> Task description
Reproduce the material from the line that contains "of the white" through the end, replacing "thickest" with "widest" wherever it occurs and leaving everything else unchanged.

> Extracted records
======
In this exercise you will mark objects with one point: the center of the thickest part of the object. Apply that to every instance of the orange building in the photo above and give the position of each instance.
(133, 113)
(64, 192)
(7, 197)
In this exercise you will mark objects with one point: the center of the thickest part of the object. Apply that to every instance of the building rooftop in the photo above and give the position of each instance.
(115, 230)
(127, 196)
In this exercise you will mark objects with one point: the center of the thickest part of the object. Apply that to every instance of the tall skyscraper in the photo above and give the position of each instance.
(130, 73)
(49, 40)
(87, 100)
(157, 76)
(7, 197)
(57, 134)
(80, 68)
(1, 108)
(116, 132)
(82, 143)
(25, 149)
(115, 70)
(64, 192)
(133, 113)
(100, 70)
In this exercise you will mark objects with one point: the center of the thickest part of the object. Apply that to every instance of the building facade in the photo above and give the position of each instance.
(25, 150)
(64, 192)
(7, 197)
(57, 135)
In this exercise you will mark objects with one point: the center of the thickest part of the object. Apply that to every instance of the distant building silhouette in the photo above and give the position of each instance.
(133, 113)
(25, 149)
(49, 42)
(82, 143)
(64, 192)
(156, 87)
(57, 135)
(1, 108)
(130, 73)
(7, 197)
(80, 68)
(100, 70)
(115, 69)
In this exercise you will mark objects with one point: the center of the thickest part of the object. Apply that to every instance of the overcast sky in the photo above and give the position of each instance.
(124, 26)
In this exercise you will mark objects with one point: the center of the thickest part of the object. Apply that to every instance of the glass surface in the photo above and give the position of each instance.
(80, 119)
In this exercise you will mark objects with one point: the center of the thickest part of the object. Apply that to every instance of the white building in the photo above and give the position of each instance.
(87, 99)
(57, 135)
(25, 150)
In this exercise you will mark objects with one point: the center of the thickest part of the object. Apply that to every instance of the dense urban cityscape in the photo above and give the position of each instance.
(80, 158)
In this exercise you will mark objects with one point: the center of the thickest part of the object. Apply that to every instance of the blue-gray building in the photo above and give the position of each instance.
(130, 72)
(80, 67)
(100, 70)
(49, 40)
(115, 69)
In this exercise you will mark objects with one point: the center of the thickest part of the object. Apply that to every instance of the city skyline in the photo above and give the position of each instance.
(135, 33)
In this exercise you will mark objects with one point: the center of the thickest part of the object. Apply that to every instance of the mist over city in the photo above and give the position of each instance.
======
> Solution for this exercise
In this exercise you will mark objects with one point: the center of the widest part of the object. Apply that to every instance of the white building in the photo above and give the position of each instance.
(87, 99)
(57, 135)
(25, 150)
In this exercise you will mark objects with one point: the center of the widest part of the object. Apply that to every instance of the dense urban cityscape in the photo above and give the position of each instance.
(80, 158)
In this exercise you will mark objects with one point: the center of the widest part of the object. Apply that to every instance of the blue-gray building in the photo above and give the position of each instance.
(130, 72)
(80, 67)
(100, 70)
(49, 40)
(115, 69)
In this exercise you will mark objects with one point: the center of the widest part of the object. Apply that to every instance of the city skyline in the photo above and give the position of each instance.
(135, 33)
In this exercise you will mark objects with one point: the center of the widest part of the object. Apply that to every instance of the mist over city in the photo above and give the position of each instance.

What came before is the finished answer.